Ausgewählter Auszug:
----------
Handball:Böse, stabile Jungs

Handball: Spagat im Stehen: Torwart Andreas Wolff besitzt bekanntlich viele Fähigkeiten - Polens Karol Bielecki kann sich in dieser Szene ein Bild von diesen machen.

Spagat im Stehen: Torwart Andreas Wolff besitzt bekanntlich viele Fähigkeiten - Polens Karol Bielecki kann sich in dieser Szene ein Bild von diesen machen.

(Foto: Franck Fife/AFP)

Das deutsche Team zeigt, dass es sich auf hohem Niveau festgesetzt hat - nun steht die Bewährungsprobe gegen Brasilien an.

Von Maik Rosner

Aus Bob Hanning sprach später eine unverkennbare Zuversicht, auch wenn seine Worte eher kritisch klangen. Weitreichende Prognosen vermied der Vizepräsident Leistungssport des Deutschen Handball-Bundes (DHB) zwar, und doch gingen seine Einlassungen schon deutlich über das dritte Gruppenspiel des olympischen Turniers an diesem Donnerstag (21.40 Uhr MESZ) gegen Gastgeber Brasilien hinaus. "Wir müssen in der Abwehr noch deutlich zulegen", sagte Hanning streng, "wir haben Potenzial, aber das werden wir auch brauchen, wenn wir weit kommen wollen."

Weit kommen, das ist der Anspruch der deutschen Nationalmannschaft, und nach dem 32:29 (16:14) gegen Polen im zweiten Gruppenspiel am Dienstag fand es Hanning offenbar an der Zeit, diesen Anspruch noch einmal klar zu formulieren. Das Minimalziel Viertelfinale war vor der Reise nach Rio benannt worden, doch natürlich hoffen sie auch beim DHB auf mehr. Das gilt nun umso mehr, und die Mannschaft scheint bereit zu sein, den eingeschlagenen Weg fortsetzen zu können.

Bereits gegen die Schweden im ersten Gruppenspiel war ein identisches 32:29 (18:15) gelungen. Nun, im zweiten Auftritt, erkannte Hanning erstmals jene "konzentrierte Lockerheit", die nötig sein wird, um auch gegen die ganz großen Kontrahenten bestehen zu können. Ein Fortschritt also, der ihn zuversichtlich stimmte. "Frankreich steht klar über allen", sagte er über seine bisherigen Turniereindrücke von der Konkurrenz, "alle anderen sind relativ stabil auf dem gleichen Niveau." Auch die deutsche Mannschaft, was keine Selbstverständlichkeit ist nach dem so großen wie überraschenden Erfolg im Januar, als der EM-Titel gewonnen werden konnte.
----------
Aufgabenstellung: Schreiben Sie aus dem Handballartikel den Abschnitt ab, der mit den Worten um „Bereits gegen die“ beginnt und mit „EM-Titel gewonnen werden konnte.“ endet. Die Zeilen spielen hierfür keine Rolle.

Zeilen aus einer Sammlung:
----------
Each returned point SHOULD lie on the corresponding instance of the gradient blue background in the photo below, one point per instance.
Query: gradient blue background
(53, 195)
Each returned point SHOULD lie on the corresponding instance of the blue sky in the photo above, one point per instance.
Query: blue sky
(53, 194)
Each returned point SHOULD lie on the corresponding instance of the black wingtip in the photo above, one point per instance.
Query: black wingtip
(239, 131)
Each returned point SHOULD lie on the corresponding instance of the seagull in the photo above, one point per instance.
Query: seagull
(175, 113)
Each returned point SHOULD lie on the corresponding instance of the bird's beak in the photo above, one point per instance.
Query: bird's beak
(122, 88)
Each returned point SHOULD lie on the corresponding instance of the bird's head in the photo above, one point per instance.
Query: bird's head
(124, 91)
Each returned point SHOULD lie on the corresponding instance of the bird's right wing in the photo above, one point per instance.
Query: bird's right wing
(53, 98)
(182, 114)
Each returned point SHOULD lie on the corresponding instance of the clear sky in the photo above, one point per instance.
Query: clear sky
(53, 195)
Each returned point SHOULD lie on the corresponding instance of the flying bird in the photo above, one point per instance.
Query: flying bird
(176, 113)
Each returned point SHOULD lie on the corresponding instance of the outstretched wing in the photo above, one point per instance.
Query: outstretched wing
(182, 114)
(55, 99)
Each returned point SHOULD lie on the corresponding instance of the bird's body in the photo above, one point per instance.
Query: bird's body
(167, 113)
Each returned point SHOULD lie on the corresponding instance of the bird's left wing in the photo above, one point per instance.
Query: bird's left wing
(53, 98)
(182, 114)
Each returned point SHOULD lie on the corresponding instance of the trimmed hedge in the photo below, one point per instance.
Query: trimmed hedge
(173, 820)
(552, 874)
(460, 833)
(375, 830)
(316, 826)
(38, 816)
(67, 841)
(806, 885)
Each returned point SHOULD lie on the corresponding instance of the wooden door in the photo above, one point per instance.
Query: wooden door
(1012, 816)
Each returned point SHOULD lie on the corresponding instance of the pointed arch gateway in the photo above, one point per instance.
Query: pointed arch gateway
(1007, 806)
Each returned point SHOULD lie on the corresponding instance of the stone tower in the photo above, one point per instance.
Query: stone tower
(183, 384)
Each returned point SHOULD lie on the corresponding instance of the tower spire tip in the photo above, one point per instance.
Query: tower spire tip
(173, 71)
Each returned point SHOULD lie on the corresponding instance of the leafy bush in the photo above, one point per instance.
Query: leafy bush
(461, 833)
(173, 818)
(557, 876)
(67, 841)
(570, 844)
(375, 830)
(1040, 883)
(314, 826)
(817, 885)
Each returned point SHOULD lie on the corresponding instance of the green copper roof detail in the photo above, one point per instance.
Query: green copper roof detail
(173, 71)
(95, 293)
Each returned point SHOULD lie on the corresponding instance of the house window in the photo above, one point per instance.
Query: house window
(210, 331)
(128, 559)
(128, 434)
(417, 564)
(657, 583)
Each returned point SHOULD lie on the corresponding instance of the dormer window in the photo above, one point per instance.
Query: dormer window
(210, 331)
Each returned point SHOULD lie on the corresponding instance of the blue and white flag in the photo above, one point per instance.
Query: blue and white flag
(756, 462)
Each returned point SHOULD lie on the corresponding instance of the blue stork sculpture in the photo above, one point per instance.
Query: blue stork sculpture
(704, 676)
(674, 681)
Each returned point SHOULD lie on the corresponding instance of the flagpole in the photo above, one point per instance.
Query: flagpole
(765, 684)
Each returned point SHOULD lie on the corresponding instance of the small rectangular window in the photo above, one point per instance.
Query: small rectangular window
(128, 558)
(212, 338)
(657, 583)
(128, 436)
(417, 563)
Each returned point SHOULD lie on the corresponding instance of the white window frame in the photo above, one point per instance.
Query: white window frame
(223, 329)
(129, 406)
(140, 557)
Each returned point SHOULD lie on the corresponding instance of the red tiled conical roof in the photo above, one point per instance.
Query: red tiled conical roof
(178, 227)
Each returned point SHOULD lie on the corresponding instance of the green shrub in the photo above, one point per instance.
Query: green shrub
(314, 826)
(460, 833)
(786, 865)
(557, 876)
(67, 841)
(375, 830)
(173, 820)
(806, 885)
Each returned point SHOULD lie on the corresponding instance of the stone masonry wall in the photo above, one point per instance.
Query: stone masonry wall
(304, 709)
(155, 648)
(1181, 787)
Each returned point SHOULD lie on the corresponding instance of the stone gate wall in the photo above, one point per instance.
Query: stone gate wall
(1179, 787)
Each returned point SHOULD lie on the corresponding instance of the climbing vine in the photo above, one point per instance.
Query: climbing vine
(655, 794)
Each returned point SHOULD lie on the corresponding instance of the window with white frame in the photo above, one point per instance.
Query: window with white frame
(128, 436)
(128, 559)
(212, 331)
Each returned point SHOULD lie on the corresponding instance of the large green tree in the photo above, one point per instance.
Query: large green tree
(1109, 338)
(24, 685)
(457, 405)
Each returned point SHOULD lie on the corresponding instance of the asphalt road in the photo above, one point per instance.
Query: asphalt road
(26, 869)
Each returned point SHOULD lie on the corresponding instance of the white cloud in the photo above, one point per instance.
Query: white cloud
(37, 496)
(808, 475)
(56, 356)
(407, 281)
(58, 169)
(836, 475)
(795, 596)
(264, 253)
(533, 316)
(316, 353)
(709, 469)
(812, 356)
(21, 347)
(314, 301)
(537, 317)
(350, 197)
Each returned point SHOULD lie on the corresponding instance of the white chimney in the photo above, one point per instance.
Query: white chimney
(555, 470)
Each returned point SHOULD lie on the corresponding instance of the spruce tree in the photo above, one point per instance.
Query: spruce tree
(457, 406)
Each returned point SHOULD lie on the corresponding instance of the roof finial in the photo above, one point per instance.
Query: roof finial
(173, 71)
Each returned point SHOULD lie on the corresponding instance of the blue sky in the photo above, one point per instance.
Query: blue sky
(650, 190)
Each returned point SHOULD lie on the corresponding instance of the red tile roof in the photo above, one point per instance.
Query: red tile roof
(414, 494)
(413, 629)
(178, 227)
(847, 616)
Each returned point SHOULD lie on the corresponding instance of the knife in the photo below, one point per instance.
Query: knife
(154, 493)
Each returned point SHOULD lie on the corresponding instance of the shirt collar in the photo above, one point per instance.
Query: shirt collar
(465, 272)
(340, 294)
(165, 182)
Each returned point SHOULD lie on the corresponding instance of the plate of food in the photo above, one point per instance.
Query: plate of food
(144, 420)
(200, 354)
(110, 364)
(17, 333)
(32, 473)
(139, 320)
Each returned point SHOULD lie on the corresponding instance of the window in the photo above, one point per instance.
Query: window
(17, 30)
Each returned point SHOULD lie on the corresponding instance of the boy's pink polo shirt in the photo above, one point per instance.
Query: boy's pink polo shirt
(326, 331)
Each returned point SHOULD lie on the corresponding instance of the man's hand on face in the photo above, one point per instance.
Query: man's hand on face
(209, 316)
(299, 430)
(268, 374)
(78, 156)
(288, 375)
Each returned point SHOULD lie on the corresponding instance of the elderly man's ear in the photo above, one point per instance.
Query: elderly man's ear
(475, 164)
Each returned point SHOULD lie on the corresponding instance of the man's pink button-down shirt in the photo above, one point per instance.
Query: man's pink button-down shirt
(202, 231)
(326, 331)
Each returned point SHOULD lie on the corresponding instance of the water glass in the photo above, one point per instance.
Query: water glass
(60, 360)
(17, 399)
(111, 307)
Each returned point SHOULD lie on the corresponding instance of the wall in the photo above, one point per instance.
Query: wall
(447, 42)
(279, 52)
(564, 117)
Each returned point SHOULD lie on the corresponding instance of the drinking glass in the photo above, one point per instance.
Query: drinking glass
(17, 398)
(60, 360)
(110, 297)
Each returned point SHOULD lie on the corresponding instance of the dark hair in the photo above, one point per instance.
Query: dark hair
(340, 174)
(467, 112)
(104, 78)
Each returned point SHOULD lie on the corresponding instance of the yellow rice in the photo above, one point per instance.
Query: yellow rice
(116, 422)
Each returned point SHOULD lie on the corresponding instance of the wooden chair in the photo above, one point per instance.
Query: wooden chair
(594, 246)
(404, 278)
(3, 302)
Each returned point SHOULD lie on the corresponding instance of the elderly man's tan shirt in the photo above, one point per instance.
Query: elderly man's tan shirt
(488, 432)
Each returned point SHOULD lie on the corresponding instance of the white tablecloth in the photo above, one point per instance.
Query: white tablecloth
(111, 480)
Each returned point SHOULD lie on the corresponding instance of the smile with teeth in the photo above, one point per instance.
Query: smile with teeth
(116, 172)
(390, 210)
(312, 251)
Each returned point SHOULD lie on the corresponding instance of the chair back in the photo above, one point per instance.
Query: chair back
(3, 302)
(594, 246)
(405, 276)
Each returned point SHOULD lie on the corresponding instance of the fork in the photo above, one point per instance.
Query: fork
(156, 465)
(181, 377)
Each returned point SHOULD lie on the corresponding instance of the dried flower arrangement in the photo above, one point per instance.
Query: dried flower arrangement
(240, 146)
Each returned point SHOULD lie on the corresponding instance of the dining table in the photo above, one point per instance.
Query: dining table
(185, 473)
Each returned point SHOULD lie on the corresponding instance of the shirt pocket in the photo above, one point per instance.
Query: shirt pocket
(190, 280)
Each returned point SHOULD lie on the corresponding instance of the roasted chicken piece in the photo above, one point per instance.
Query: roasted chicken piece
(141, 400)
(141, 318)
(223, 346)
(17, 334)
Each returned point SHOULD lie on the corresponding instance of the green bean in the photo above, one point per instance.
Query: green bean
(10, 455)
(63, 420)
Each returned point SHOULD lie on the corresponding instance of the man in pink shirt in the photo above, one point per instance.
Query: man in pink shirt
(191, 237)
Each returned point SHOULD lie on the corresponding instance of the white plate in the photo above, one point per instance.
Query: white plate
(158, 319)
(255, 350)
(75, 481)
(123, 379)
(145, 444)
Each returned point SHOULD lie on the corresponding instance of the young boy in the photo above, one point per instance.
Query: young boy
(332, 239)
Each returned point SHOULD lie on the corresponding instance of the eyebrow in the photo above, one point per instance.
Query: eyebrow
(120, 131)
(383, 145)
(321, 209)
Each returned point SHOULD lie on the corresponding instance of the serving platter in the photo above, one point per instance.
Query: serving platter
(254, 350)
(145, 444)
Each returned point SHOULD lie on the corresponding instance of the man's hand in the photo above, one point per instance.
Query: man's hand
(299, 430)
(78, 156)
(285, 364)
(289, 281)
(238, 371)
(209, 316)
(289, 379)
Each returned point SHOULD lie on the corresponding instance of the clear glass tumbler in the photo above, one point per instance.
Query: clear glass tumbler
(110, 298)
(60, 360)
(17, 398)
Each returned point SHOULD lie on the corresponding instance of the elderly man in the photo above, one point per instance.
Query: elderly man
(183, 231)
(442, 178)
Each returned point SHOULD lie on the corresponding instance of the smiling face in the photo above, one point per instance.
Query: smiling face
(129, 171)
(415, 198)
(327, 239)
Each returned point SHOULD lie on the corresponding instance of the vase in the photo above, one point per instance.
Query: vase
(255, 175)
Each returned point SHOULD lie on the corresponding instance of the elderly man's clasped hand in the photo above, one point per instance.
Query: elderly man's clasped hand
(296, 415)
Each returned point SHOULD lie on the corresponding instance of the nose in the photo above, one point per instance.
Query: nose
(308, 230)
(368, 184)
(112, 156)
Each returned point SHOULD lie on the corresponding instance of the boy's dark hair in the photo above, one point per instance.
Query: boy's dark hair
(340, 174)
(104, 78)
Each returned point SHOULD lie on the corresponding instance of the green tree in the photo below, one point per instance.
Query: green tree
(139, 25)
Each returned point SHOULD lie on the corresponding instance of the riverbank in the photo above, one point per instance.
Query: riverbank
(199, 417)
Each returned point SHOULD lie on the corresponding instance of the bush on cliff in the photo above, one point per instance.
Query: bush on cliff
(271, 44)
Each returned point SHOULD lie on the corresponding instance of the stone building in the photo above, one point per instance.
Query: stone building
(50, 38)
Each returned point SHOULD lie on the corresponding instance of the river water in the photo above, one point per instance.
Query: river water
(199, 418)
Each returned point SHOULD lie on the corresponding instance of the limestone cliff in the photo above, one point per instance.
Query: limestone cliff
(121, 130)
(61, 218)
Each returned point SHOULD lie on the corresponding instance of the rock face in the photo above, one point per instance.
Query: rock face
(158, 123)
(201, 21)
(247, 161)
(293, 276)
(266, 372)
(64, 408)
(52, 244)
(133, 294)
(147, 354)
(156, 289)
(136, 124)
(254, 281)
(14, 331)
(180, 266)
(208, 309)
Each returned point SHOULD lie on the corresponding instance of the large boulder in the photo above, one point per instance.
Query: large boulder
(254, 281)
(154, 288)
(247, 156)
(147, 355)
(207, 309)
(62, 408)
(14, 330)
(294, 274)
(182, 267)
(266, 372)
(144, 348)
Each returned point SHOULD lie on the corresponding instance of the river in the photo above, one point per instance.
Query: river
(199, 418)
----------
Ergebnis:
Bereits gegen die Schweden im ersten Gruppenspiel war ein identisches 32:29 (18:15) gelungen. Nun, im zweiten Auftritt, erkannte Hanning erstmals jene "konzentrierte Lockerheit", die nötig sein wird, um auch gegen die ganz großen Kontrahenten bestehen zu können. Ein Fortschritt also, der ihn zuversichtlich stimmte. "Frankreich steht klar über allen", sagte er über seine bisherigen Turniereindrücke von der Konkurrenz, "alle anderen sind relativ stabil auf dem gleichen Niveau." Auch die deutsche Mannschaft, was keine Selbstverständlichkeit ist nach dem so großen wie überraschenden Erfolg im Januar, als der EM-Titel gewonnen werden konnte.